> [Problem]: Copy out every one of the entries below line for line, with no change to any word, number, or mark.

> [Exercise inputs]:

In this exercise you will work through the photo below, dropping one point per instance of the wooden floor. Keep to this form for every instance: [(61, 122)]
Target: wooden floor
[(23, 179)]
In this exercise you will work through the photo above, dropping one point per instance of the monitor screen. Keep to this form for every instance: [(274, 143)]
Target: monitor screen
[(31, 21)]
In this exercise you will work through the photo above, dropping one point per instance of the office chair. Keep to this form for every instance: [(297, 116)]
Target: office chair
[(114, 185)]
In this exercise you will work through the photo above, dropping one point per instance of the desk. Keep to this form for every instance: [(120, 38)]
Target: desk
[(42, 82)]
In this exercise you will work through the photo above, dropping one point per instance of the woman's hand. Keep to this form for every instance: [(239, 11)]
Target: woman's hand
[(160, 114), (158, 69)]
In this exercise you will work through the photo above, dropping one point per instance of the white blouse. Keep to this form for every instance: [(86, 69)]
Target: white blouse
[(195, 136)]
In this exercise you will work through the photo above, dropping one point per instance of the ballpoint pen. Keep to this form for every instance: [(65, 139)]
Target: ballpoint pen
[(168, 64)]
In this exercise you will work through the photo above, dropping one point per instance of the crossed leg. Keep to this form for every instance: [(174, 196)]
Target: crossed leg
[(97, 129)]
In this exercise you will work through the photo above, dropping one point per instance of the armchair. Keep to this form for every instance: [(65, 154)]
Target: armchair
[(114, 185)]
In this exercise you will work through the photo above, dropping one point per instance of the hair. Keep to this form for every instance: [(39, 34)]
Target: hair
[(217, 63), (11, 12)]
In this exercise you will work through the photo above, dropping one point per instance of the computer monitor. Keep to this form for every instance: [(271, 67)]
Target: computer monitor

> [Solution to the exercise]:
In this exercise you will work through the photo below, dropping one point per instance of the wooden floor. Keep to this form for every instance: [(61, 122)]
Target: wooden floor
[(23, 179)]
In this exercise you will work through the photo above, dropping one point per instance of the monitor screen. Keep to this form for every instance: [(274, 143)]
Target: monitor screen
[(31, 21)]
In this exercise you will work through the photo above, dropping one point per instance of the office chair. Keep to this form for every instance: [(297, 116)]
Target: office chair
[(114, 185)]
In this exercise you will work through the photo above, dropping one point per instance of the desk. Keep to this form for every instance: [(120, 38)]
Target: desk
[(42, 82)]
In this exercise you will work through the photo above, dropping one point per instance of the woman's hand. Keep to this form for every instance: [(239, 11)]
Target: woman's hand
[(160, 114), (158, 69)]
In this exercise you will work through the photo above, dropping one point per instance of the white blouse. Keep to this form for every instance: [(86, 69)]
Target: white blouse
[(195, 136)]
In this exercise you will work through the photo above, dropping one point per instance of the ballpoint pen. Keep to this form for every instance: [(65, 139)]
Target: ballpoint pen
[(168, 64)]
In this exercise you will work through the photo above, dropping one point per instance of the crossed leg. Keep to this form for every instance: [(174, 196)]
Target: crossed leg
[(97, 129)]
In this exercise you will work through the photo above, dropping one point per instance of the armchair. Keep to this form for every instance: [(65, 154)]
Target: armchair
[(114, 185)]
In this exercise you will work through the photo above, dropping one point per instance of the hair. Keep to this form for every instance: [(39, 34)]
Target: hair
[(217, 63), (11, 12)]
In this exercise you will work through the photo above, dropping one point per instance of the computer monitor. Keep to this form for every instance: [(271, 67)]
Target: computer monitor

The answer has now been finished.